# [Excerpted passage]

It’s time to pack my bags and move to a new social network. Who’s with me? Google+ has been available for less than a month but it has gathered incredible momentum. Estimates put early adopters at more than 20 million, the Google+ mobile app held the top seller on the Apple app market, and the fledgling media site is awash with activity: Google co-founder Larry Page reported that there have been more than a billion items shared and received every day! (The +1 button, which is integrated into Google+, gets about 2.3 billion uses a day.) The Google+ train is picking up steam and I’ve already climbed aboard. While things are still new I thought I’d share with you why I’m leaving Facebook (and Twitter, and LinkedIn, and Buzz), and what I’m learning as I move to Google+. Forgive me for getting a little more bloggy than usual, but there’s so much I’ve discovered and enjoyed, I just had to share.

# [Task instructions]
A – Decide whether each statement agrees with the post about Google+, answering yes or no and quoting the deciding words: (i) Google+ has been available for more than a month. (ii) The +1 button gets about 2.3 billion uses a day. (iii) The writer is leaving Twitter as well as Facebook.
B – Please put this sentence from the post about Google+ into Spanish: "The Google+ train is picking up steam and I’ve already climbed aboard."

# [Given data]
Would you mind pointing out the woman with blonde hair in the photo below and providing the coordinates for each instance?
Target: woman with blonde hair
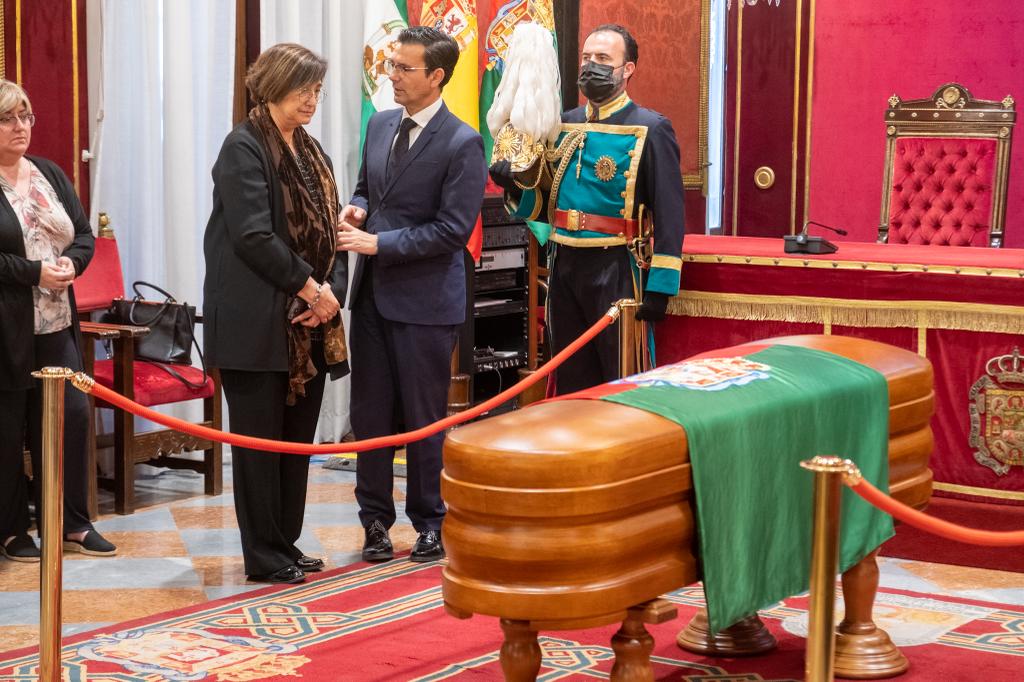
(45, 244)
(271, 300)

# [Solutions to the tasks]
A –
(i) No: "Google+ has been available for less than a month"
(ii) Yes: "The +1 button, which is integrated into Google+, gets about 2.3 billion uses a day."
(iii) Yes: "why I’m leaving Facebook (and Twitter, and LinkedIn, and Buzz)"

B – El tren de Google+ está cobrando impulso y yo ya me he subido a bordo.